TO DO: What you write should be the line containing "Please put a point on each instance of the black headscarf" followed by every line after it to the end of the listing, exactly as given, and nothing more.

PROVIDED RECORDS:
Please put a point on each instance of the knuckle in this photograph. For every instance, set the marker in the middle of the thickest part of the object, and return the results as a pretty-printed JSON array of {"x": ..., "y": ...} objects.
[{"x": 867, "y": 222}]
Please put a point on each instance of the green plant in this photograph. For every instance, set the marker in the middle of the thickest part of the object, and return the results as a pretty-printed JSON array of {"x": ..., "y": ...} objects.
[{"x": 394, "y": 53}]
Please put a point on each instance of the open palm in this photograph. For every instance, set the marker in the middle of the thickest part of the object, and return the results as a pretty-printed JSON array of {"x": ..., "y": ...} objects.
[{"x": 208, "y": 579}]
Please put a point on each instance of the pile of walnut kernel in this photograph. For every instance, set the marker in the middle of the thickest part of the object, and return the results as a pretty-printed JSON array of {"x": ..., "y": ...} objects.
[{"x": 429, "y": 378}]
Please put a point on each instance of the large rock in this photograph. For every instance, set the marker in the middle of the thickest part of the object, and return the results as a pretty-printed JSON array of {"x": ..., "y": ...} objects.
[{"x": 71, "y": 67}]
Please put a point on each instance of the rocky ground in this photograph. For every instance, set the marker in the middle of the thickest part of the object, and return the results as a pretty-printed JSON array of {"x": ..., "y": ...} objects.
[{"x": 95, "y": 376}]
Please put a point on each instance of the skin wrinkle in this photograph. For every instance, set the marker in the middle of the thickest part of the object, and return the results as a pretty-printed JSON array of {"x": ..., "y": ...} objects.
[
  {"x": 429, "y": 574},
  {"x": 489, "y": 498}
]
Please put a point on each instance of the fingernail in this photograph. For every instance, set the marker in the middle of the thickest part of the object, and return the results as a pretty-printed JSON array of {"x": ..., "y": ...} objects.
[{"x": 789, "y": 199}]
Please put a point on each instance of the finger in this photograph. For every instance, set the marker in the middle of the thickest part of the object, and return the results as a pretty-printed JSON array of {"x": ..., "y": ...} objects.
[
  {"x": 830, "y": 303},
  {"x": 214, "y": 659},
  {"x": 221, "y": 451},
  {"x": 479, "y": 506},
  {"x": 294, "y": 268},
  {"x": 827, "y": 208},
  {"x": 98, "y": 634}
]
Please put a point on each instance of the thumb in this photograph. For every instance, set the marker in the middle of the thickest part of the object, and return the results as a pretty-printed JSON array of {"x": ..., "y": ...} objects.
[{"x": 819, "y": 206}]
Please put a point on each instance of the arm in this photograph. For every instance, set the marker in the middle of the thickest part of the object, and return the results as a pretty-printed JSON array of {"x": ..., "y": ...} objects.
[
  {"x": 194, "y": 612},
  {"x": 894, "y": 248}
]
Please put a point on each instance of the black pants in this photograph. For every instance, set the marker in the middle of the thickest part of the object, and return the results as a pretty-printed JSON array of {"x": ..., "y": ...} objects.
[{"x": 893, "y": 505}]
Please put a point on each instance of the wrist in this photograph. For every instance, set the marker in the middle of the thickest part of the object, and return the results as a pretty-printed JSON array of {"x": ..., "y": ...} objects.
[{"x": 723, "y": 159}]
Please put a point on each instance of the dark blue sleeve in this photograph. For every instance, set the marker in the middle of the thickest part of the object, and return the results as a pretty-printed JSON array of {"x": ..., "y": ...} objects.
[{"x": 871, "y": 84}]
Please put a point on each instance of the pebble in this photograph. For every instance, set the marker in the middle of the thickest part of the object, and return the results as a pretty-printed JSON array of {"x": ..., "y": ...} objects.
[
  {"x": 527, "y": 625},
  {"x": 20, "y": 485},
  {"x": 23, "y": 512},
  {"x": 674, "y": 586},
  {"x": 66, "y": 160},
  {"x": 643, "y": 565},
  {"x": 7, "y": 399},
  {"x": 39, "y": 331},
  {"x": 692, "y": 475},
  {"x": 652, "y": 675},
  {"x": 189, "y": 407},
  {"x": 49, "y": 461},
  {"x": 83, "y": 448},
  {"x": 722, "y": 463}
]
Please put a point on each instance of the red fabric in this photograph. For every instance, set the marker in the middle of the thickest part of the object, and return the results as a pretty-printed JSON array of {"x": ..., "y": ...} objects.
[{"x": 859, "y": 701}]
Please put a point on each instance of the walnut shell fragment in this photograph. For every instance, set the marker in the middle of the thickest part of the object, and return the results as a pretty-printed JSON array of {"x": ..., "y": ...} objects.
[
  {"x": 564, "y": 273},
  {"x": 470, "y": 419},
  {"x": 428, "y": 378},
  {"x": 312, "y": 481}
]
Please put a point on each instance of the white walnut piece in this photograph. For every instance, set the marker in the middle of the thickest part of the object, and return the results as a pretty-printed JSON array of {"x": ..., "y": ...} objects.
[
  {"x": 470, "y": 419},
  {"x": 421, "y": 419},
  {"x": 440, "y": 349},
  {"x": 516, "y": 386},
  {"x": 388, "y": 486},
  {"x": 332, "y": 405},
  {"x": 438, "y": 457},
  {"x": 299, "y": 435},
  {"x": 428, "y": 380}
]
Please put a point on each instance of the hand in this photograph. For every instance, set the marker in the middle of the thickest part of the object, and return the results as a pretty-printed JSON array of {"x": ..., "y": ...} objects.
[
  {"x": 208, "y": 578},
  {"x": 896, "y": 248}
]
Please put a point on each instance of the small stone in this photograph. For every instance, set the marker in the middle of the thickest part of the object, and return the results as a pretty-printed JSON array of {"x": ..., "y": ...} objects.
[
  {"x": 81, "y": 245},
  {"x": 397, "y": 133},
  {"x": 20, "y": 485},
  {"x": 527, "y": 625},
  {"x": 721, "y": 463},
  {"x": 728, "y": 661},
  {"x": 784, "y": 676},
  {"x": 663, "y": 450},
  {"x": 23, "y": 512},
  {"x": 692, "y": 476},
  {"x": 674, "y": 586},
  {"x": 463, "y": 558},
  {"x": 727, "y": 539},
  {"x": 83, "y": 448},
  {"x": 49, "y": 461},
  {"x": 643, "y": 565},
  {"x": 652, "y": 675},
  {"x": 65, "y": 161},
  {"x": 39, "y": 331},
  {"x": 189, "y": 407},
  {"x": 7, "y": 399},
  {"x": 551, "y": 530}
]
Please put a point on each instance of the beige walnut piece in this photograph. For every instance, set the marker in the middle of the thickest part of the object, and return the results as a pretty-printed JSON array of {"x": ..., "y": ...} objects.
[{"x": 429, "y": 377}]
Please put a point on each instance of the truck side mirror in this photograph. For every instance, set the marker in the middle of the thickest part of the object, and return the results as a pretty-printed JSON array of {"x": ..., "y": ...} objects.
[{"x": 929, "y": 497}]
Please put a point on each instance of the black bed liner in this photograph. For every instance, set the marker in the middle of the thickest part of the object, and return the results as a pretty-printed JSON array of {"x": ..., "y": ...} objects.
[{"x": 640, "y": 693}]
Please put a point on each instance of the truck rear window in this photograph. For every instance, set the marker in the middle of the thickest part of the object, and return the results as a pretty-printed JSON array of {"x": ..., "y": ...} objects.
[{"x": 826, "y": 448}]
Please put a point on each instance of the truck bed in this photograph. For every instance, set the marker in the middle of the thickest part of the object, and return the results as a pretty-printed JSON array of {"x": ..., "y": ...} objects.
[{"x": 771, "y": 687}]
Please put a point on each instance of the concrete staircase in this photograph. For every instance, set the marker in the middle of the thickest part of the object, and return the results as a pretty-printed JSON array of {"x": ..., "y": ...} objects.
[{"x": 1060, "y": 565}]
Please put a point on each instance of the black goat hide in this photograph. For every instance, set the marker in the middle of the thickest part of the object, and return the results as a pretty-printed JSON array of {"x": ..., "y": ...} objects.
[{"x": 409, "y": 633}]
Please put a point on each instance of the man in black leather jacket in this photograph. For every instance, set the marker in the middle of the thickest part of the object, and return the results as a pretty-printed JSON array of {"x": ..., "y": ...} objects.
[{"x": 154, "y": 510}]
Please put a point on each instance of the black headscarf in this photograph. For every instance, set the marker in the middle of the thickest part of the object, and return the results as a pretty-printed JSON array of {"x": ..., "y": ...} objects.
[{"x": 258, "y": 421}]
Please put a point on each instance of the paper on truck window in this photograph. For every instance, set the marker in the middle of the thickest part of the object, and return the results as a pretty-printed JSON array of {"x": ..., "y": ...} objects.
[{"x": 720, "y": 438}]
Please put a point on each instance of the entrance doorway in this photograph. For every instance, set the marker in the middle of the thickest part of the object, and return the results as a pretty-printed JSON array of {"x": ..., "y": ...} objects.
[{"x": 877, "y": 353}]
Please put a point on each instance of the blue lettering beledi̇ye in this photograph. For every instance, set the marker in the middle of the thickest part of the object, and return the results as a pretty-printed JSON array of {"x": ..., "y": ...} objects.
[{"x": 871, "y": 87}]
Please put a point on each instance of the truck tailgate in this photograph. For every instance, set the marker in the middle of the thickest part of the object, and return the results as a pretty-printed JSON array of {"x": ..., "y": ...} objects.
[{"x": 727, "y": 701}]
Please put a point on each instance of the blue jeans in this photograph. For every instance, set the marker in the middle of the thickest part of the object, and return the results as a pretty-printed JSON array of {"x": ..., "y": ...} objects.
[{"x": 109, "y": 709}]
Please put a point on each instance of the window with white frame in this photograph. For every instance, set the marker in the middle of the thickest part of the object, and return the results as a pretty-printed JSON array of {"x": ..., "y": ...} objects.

THE ANSWER:
Please put a point on each instance of the black headscarf in this photograph. For every instance, set the marker in the middle of the thickest part of the object, and return the results as a pretty-printed JSON array of {"x": ..., "y": ...} objects.
[{"x": 258, "y": 421}]
Please put a point on each instance of the paper on truck window in this photograph. For every instance, set the marker in the middle of the thickest part of the object, and return the results as a pretty-printed JSON array of {"x": ..., "y": ...} objects.
[{"x": 720, "y": 438}]
Please put a point on each instance of the entrance doorway in this photograph. For every instance, set the marker in the middle of the thickest part of the object, and return the results as a pretty-printed JSON array of {"x": ..., "y": ...} objects.
[{"x": 877, "y": 353}]
Please put a point on each instance of the blue lettering beledi̇ye in this photograph. For every instance, set the marker in the middle of the thickest part of the object, and return the results as a pretty-printed JSON array of {"x": ..., "y": ...} objects.
[{"x": 871, "y": 87}]
Please put a point on each instance of the truck tailgate in this photograph. For every instance, set the marker in the middle of the thickest part of the object, and return the results as a pretty-printed JSON array of {"x": ..., "y": ...} objects.
[{"x": 727, "y": 701}]
Please put a point on each instance of the blue jeans in this photograph. For every instance, set the marker in the middle of the thickest part of the object, and return the results as a pretty-printed JSON array of {"x": ..., "y": ...} objects.
[{"x": 109, "y": 709}]
Please put a point on each instance of the window with white frame in this photograph. For every instance, set the marker in the middle of the thickest part of the object, and return the results as a pretty-printed JSON array of {"x": ..., "y": ...} objects.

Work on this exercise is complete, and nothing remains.